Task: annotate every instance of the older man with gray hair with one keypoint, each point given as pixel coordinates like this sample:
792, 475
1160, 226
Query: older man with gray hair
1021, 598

------------------------

▸ How to complete this task
Please repeat the data in full so that nothing differs from the original.

▸ Reply
Task: annotate every instance of the older man with gray hair with one keypoint, each point given as pixel coordinates like this sample:
792, 475
1160, 226
Query: older man with gray hair
1021, 598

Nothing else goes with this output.